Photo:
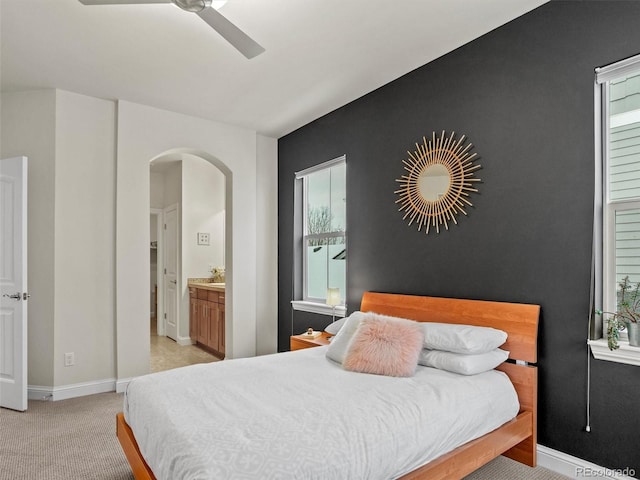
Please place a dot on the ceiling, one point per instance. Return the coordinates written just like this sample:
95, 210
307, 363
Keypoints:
320, 54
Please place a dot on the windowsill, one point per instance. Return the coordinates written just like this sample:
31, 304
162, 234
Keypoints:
625, 354
321, 308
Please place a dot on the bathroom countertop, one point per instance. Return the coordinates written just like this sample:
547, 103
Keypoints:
216, 287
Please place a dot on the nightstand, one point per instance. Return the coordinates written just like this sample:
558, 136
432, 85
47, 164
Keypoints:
299, 341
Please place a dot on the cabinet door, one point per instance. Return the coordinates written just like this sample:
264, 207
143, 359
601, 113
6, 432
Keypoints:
203, 322
214, 321
221, 320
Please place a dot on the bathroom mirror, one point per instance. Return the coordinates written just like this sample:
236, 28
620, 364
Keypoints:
439, 180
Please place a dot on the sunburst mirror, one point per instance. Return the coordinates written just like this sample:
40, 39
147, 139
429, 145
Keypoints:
439, 180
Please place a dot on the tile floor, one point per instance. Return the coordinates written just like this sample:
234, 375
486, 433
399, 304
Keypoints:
167, 354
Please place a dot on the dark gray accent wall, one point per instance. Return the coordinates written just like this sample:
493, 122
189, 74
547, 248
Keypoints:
524, 96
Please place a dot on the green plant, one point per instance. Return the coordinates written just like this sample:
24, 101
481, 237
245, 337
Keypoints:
628, 311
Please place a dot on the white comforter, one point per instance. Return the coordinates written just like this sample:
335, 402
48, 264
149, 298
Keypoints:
299, 415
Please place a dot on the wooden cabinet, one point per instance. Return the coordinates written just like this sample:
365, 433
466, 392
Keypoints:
298, 342
207, 319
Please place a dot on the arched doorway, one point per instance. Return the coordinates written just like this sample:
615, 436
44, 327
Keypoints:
193, 185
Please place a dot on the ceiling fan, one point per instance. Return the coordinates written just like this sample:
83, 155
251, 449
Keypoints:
204, 9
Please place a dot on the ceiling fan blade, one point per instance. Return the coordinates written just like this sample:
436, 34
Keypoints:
232, 34
121, 2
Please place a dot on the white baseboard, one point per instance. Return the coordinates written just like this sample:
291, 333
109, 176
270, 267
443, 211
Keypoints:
121, 385
184, 341
574, 467
36, 392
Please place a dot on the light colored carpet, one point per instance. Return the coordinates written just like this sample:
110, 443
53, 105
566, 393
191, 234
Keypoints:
75, 439
67, 439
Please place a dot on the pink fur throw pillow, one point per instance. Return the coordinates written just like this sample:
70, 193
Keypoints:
385, 346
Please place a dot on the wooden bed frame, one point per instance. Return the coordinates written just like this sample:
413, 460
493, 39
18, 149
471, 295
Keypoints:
516, 439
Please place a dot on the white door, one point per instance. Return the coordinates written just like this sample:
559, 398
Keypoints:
13, 283
171, 271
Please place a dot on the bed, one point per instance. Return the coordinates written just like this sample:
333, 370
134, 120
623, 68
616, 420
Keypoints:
306, 441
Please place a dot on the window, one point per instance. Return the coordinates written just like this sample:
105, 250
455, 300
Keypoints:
618, 134
322, 226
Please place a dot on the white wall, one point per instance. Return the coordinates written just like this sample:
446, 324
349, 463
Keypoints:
267, 244
89, 229
28, 128
69, 140
157, 190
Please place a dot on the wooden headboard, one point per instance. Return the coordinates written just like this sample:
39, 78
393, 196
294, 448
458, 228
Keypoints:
519, 320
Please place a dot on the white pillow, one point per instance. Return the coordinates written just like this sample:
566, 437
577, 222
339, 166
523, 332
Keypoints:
340, 343
467, 339
460, 363
334, 327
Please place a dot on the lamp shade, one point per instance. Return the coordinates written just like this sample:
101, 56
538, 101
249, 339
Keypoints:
333, 297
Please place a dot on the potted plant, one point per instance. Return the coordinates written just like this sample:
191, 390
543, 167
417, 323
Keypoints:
627, 316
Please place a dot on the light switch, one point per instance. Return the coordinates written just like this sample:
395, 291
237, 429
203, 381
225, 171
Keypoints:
203, 238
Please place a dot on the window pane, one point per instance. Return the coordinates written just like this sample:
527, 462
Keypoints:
317, 266
624, 138
326, 200
326, 266
628, 245
337, 265
338, 198
319, 202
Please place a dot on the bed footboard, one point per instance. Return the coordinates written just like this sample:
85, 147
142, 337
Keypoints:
139, 467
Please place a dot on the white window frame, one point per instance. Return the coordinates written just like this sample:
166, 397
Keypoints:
605, 214
307, 304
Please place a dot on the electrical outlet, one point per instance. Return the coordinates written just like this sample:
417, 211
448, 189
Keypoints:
69, 359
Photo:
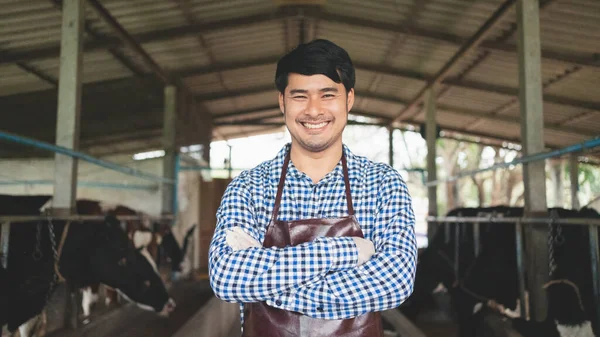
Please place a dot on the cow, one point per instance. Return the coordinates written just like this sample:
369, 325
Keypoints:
491, 278
87, 252
149, 243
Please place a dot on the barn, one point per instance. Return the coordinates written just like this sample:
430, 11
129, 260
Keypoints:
123, 122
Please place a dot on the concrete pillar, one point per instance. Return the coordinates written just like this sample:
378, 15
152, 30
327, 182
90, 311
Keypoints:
170, 148
69, 106
574, 177
391, 146
557, 182
229, 164
430, 137
532, 135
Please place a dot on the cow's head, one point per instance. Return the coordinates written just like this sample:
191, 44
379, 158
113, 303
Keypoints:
113, 260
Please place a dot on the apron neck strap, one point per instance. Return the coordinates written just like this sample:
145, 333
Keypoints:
282, 183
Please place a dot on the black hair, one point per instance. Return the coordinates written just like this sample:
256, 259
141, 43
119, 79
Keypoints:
316, 57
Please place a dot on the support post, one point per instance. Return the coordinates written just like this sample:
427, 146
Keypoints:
532, 127
574, 177
391, 146
557, 182
170, 148
4, 243
229, 167
69, 106
430, 138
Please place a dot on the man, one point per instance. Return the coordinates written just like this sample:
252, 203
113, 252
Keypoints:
289, 240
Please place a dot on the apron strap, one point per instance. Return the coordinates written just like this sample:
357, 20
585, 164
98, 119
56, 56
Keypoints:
282, 183
280, 187
347, 184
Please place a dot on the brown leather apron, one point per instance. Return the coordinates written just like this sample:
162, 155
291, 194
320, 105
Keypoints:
261, 320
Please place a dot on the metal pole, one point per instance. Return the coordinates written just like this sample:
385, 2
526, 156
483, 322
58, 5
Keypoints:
532, 135
520, 269
391, 146
574, 177
430, 138
4, 243
229, 166
169, 146
82, 156
456, 249
595, 260
69, 105
476, 239
525, 159
557, 181
176, 188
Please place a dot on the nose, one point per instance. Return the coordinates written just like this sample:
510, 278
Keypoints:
314, 107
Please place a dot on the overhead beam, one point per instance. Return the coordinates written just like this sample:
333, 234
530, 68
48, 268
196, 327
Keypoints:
382, 69
130, 42
471, 44
38, 73
448, 38
391, 99
237, 93
148, 37
117, 53
193, 30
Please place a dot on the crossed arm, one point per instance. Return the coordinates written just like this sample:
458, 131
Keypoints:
325, 271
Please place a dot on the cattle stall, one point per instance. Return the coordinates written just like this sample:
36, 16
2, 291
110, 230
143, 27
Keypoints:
86, 85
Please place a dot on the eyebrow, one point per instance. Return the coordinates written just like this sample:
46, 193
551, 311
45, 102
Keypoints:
304, 91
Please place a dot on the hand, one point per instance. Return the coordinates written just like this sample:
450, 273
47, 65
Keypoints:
238, 239
365, 249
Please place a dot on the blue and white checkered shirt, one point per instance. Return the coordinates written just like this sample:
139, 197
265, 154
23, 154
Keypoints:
319, 279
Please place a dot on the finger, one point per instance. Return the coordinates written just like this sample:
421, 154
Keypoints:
247, 238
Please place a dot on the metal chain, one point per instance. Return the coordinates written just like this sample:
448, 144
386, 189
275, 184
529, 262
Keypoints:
559, 239
54, 280
551, 242
37, 253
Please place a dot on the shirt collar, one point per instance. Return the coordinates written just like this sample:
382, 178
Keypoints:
352, 161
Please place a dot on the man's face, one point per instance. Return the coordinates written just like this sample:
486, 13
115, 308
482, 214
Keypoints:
315, 110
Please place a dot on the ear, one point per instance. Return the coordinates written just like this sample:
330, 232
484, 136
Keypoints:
281, 103
350, 99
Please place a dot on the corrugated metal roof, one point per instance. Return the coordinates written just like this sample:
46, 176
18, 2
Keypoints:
225, 52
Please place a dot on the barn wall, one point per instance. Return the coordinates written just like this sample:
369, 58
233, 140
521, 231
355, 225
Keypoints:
43, 169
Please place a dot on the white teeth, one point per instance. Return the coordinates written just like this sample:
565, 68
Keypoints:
314, 126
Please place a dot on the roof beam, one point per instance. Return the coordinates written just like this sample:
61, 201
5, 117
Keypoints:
414, 31
233, 94
442, 107
193, 30
471, 85
152, 36
245, 112
117, 53
471, 44
38, 73
129, 41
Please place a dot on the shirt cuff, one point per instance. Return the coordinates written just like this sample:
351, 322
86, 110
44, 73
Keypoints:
342, 252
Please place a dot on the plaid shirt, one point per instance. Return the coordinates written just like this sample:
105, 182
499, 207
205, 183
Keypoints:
319, 279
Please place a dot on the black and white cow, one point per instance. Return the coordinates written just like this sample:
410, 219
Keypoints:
91, 252
491, 278
149, 243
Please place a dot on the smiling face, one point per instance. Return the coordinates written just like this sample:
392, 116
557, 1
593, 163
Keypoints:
315, 110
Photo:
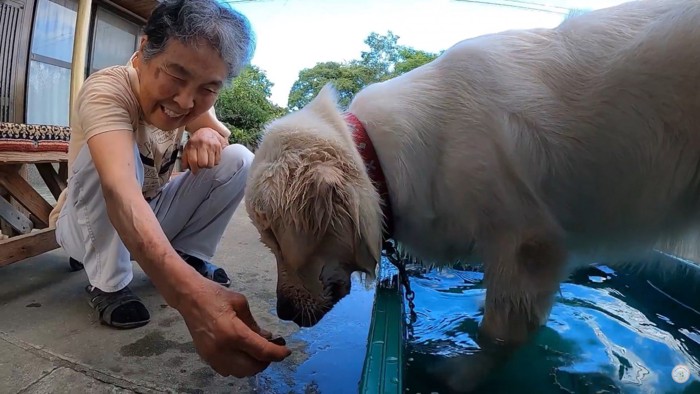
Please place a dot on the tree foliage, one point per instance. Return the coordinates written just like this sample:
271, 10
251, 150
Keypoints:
384, 59
245, 106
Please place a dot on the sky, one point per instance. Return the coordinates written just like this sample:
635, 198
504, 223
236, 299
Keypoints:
296, 34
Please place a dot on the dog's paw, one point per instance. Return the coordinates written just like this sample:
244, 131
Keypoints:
464, 374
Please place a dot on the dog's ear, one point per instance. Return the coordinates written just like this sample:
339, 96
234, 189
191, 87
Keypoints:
264, 192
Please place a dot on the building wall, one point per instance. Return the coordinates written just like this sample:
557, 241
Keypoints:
35, 81
15, 27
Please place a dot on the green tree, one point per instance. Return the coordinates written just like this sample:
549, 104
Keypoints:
385, 59
348, 79
245, 106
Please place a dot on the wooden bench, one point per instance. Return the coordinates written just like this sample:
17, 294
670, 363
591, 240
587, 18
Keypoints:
24, 212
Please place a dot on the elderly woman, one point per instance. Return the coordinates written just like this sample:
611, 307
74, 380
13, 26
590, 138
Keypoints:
127, 124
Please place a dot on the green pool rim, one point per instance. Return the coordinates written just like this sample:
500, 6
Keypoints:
383, 367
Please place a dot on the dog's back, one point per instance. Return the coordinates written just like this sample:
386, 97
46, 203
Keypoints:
598, 118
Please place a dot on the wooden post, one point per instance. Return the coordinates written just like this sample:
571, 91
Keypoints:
80, 43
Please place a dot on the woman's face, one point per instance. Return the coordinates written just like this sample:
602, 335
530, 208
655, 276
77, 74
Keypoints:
179, 84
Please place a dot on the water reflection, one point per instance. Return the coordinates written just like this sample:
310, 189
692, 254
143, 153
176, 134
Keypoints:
610, 331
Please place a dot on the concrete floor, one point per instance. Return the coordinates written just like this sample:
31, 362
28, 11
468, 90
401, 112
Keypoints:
52, 342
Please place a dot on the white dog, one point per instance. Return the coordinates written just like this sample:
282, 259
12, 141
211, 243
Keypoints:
529, 150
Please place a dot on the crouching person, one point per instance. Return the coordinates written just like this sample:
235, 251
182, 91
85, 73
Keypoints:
121, 204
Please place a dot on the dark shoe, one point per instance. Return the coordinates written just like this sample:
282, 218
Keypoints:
207, 270
120, 309
75, 265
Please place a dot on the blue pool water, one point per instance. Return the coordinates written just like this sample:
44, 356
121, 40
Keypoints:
609, 332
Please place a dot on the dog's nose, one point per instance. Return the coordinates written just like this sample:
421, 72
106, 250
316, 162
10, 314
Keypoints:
285, 308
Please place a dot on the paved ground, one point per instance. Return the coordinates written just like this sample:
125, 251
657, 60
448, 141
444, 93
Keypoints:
51, 341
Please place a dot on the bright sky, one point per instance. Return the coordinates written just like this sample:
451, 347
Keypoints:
297, 34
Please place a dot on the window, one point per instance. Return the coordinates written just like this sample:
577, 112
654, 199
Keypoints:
115, 40
48, 87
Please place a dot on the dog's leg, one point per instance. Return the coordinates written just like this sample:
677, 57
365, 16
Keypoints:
522, 274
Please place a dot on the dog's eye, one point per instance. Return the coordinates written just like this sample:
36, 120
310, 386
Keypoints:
268, 238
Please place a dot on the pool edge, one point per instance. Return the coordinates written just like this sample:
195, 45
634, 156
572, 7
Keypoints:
382, 371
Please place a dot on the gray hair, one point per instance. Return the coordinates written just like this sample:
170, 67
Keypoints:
190, 21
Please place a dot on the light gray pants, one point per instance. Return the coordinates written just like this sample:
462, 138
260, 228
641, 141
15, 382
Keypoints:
192, 210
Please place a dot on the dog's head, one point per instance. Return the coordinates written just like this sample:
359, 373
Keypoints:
311, 200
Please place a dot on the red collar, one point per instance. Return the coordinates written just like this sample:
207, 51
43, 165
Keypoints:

▸ TO BE DONE
Recast the lines beginning with the one that contains "Please place a dot on the light gray" and continuing through the final line as a Markdown table with the columns "Row" and "Line", omitting any blank lines.

▸ COMPLETE ANSWER
| Row | Line |
|---|---|
| 1 | Please place a dot on the light gray pants, one point per instance. Return the coordinates written just like this sample: |
| 2 | 462, 138 |
| 3 | 260, 228 |
| 4 | 641, 141 |
| 5 | 15, 382 |
| 6 | Keypoints: |
| 7 | 192, 210 |
| 8 | Please place a dot on the dog's head, one point per instance. Return the coordinates written just like this sample: |
| 9 | 359, 373 |
| 10 | Keypoints: |
| 11 | 311, 200 |
| 12 | Please place a dot on the red collar, one point per instance. Return the coordinates written just like this sample: |
| 13 | 207, 51 |
| 14 | 43, 165 |
| 15 | Keypoints: |